>> BEGIN

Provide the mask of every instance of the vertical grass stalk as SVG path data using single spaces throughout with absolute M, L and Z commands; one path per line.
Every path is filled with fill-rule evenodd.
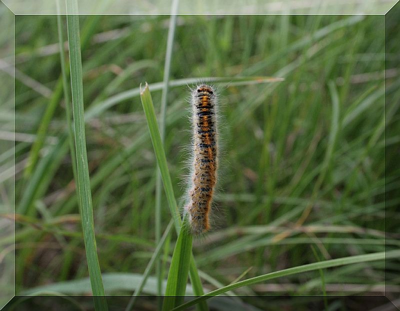
M 96 310 L 108 310 L 94 237 L 93 207 L 90 193 L 88 155 L 84 117 L 84 94 L 82 64 L 79 34 L 79 16 L 76 0 L 66 0 L 68 44 L 72 91 L 72 114 L 76 156 L 76 180 L 80 206 L 80 216 L 84 231 L 86 260 Z
M 190 280 L 192 282 L 194 290 L 194 288 L 196 290 L 195 294 L 196 296 L 200 296 L 200 294 L 198 293 L 202 292 L 203 290 L 192 254 L 192 237 L 184 223 L 182 224 L 174 194 L 170 176 L 168 170 L 165 152 L 161 142 L 154 106 L 147 83 L 146 83 L 144 89 L 140 90 L 140 100 L 144 111 L 156 157 L 160 168 L 168 206 L 174 220 L 175 228 L 179 234 L 172 256 L 165 294 L 171 296 L 176 296 L 180 294 L 182 296 L 184 294 L 184 290 L 182 292 L 182 288 L 186 289 L 186 288 L 188 273 L 187 270 L 188 270 L 190 272 Z M 190 254 L 190 256 L 188 256 L 188 254 Z M 176 272 L 176 274 L 171 274 L 171 270 L 176 272 L 179 272 L 179 273 Z M 174 284 L 168 286 L 168 284 L 170 282 L 173 282 Z M 182 294 L 182 292 L 183 294 Z M 176 302 L 176 300 L 171 302 L 170 300 L 168 300 L 167 304 L 163 306 L 163 310 L 169 310 L 171 306 L 176 306 L 177 305 Z M 172 304 L 174 306 L 172 306 Z M 207 310 L 206 304 L 200 304 L 199 306 L 199 308 L 202 310 Z
M 176 12 L 178 0 L 174 0 L 171 15 L 170 17 L 170 26 L 168 28 L 168 38 L 166 40 L 166 52 L 164 64 L 164 76 L 162 80 L 162 90 L 161 94 L 161 109 L 160 116 L 160 134 L 161 142 L 164 144 L 165 139 L 166 110 L 166 108 L 168 95 L 168 84 L 170 81 L 170 71 L 172 58 L 172 48 L 174 46 L 174 37 L 175 34 L 175 26 L 176 24 Z M 156 244 L 158 244 L 161 238 L 161 175 L 157 164 L 156 178 L 156 217 L 155 236 Z M 157 292 L 158 296 L 162 295 L 162 286 L 163 276 L 162 274 L 161 258 L 157 258 L 156 262 L 156 276 L 157 278 Z M 158 309 L 161 306 L 161 302 L 158 298 Z

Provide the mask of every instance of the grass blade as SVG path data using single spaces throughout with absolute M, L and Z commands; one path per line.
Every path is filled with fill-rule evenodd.
M 144 110 L 148 130 L 152 138 L 152 142 L 154 148 L 154 152 L 156 158 L 157 158 L 157 163 L 160 168 L 161 177 L 164 185 L 164 188 L 168 201 L 168 205 L 174 220 L 174 224 L 176 232 L 178 232 L 180 227 L 180 218 L 179 216 L 176 202 L 174 194 L 174 189 L 172 186 L 171 177 L 168 171 L 168 166 L 166 164 L 166 158 L 164 152 L 162 143 L 161 141 L 161 136 L 160 134 L 158 126 L 157 124 L 157 120 L 156 118 L 156 112 L 154 110 L 152 96 L 148 90 L 148 85 L 146 82 L 146 86 L 143 90 L 140 90 L 140 100 Z
M 143 288 L 144 287 L 144 285 L 146 284 L 146 281 L 147 280 L 148 278 L 148 276 L 150 274 L 150 271 L 153 268 L 154 266 L 154 262 L 156 259 L 159 258 L 160 253 L 161 252 L 161 250 L 162 249 L 162 246 L 164 245 L 164 243 L 166 240 L 168 235 L 170 234 L 170 232 L 171 228 L 172 227 L 172 222 L 170 222 L 170 224 L 168 224 L 168 226 L 166 229 L 165 232 L 164 232 L 164 234 L 162 235 L 162 236 L 160 239 L 158 244 L 157 244 L 157 247 L 156 248 L 156 250 L 154 250 L 154 252 L 153 253 L 152 256 L 152 258 L 150 259 L 150 260 L 148 262 L 148 264 L 146 267 L 146 270 L 144 270 L 144 272 L 143 273 L 143 276 L 140 280 L 139 284 L 138 286 L 138 288 L 135 290 L 134 292 L 133 296 L 132 298 L 131 298 L 128 304 L 128 306 L 126 306 L 126 308 L 125 309 L 125 311 L 130 311 L 132 309 L 132 307 L 134 306 L 134 304 L 136 298 L 142 292 L 142 290 L 143 290 Z M 157 294 L 159 295 L 162 294 L 162 280 L 161 282 L 161 286 L 160 288 L 158 288 L 158 276 L 157 276 Z M 160 294 L 160 293 L 161 293 Z
M 168 311 L 184 302 L 192 258 L 192 236 L 184 222 L 174 250 L 168 274 L 163 311 Z
M 174 220 L 175 228 L 176 232 L 179 232 L 181 225 L 181 220 L 179 216 L 179 212 L 178 210 L 175 196 L 174 194 L 174 190 L 172 186 L 170 176 L 168 171 L 168 166 L 166 163 L 166 158 L 165 152 L 164 152 L 162 144 L 161 141 L 161 138 L 158 130 L 157 120 L 156 118 L 156 114 L 154 110 L 152 96 L 150 91 L 148 90 L 148 85 L 146 83 L 144 89 L 142 90 L 140 90 L 140 100 L 143 106 L 143 109 L 144 110 L 144 114 L 148 122 L 150 135 L 152 138 L 152 142 L 154 148 L 156 156 L 157 158 L 157 162 L 160 168 L 161 176 L 162 179 L 162 182 L 164 186 L 164 189 L 167 197 L 168 206 L 172 214 Z M 184 232 L 184 233 L 182 233 Z M 191 237 L 188 236 L 189 234 L 186 230 L 181 232 L 179 233 L 179 236 L 182 240 L 182 243 L 186 243 L 184 247 L 182 247 L 182 249 L 186 251 L 192 251 L 192 239 Z M 178 238 L 179 239 L 179 238 Z M 174 251 L 174 254 L 175 252 Z M 178 256 L 178 255 L 177 255 Z M 190 265 L 190 280 L 193 284 L 194 289 L 196 295 L 202 294 L 203 292 L 202 284 L 198 275 L 197 268 L 196 268 L 194 259 L 192 255 L 189 258 Z M 187 279 L 187 276 L 186 276 Z M 169 280 L 169 278 L 168 278 Z M 200 305 L 200 308 L 203 310 L 207 310 L 207 306 L 205 304 Z
M 82 65 L 80 56 L 80 42 L 79 36 L 79 16 L 76 0 L 66 1 L 68 44 L 70 48 L 71 88 L 72 90 L 72 114 L 76 153 L 76 173 L 79 194 L 82 227 L 84 231 L 86 260 L 90 279 L 92 289 L 94 296 L 96 310 L 107 310 L 104 296 L 100 266 L 96 249 L 93 207 L 90 193 L 90 180 L 86 150 L 86 139 L 84 117 L 84 95 L 82 82 Z M 72 14 L 74 15 L 71 15 Z
M 218 288 L 215 290 L 212 290 L 201 297 L 198 297 L 188 302 L 181 304 L 172 309 L 172 310 L 178 311 L 178 310 L 186 310 L 191 306 L 198 304 L 200 302 L 204 301 L 211 297 L 224 294 L 228 290 L 234 290 L 235 288 L 238 288 L 244 286 L 256 284 L 257 283 L 272 280 L 272 278 L 276 278 L 287 276 L 298 273 L 314 271 L 340 266 L 344 266 L 346 264 L 398 258 L 399 256 L 400 256 L 400 250 L 396 250 L 386 252 L 382 252 L 370 254 L 358 255 L 356 256 L 350 256 L 350 257 L 344 257 L 343 258 L 338 258 L 336 259 L 318 262 L 313 264 L 308 264 L 299 266 L 292 268 L 280 270 L 279 271 L 276 271 L 275 272 L 272 272 L 270 273 L 268 273 L 265 274 L 245 280 L 240 282 L 238 282 L 237 283 L 234 283 L 233 284 L 230 284 L 228 286 Z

>> END

Output the lines of Block 1 from the one containing "M 96 310 L 108" through the one containing "M 176 12 L 178" as a JSON list of strings, one string per line, leaving out blank lines.

> [Exercise solution]:
[
  "M 96 310 L 108 310 L 94 237 L 93 207 L 90 193 L 88 155 L 84 117 L 84 94 L 82 64 L 79 34 L 79 16 L 76 0 L 66 0 L 68 44 L 72 91 L 72 114 L 76 156 L 76 180 L 80 206 L 80 216 L 84 231 L 86 260 Z",
  "M 190 280 L 192 282 L 194 290 L 194 288 L 196 290 L 195 294 L 196 296 L 200 296 L 200 294 L 198 293 L 202 292 L 203 290 L 192 254 L 192 237 L 184 223 L 182 224 L 174 194 L 170 176 L 168 170 L 165 152 L 161 142 L 154 106 L 147 83 L 146 83 L 144 89 L 140 90 L 140 100 L 144 111 L 156 157 L 160 168 L 168 206 L 174 220 L 175 228 L 179 234 L 172 256 L 165 294 L 171 296 L 176 296 L 180 294 L 182 296 L 184 294 L 184 290 L 182 292 L 182 288 L 186 289 L 186 288 L 188 273 L 187 270 L 188 270 L 190 272 Z M 190 254 L 190 256 L 188 256 L 188 254 Z M 176 272 L 176 274 L 171 274 L 171 270 L 176 272 L 179 272 L 179 273 Z M 174 284 L 168 286 L 168 284 L 170 282 L 173 282 Z M 182 294 L 182 292 L 183 294 Z M 176 302 L 176 300 L 171 302 L 170 300 L 168 300 L 167 304 L 163 306 L 163 310 L 169 310 L 171 306 L 176 306 L 177 305 Z M 172 304 L 174 306 L 172 306 Z M 207 310 L 206 304 L 200 304 L 199 306 L 199 308 L 202 310 Z",
  "M 176 12 L 178 0 L 174 0 L 171 15 L 170 17 L 170 26 L 168 28 L 168 38 L 166 40 L 166 52 L 164 64 L 164 76 L 162 80 L 162 90 L 161 94 L 161 109 L 160 116 L 160 134 L 161 142 L 164 144 L 165 139 L 166 110 L 166 108 L 168 95 L 168 84 L 170 81 L 170 71 L 172 58 L 172 48 L 174 46 L 174 37 L 175 34 L 175 26 L 176 24 Z M 156 244 L 158 244 L 161 238 L 161 175 L 157 164 L 156 178 L 156 217 L 155 236 Z M 157 292 L 158 296 L 162 295 L 162 286 L 163 276 L 162 274 L 161 258 L 157 258 L 156 262 L 156 276 L 157 278 Z M 158 309 L 161 306 L 161 302 L 158 298 Z"
]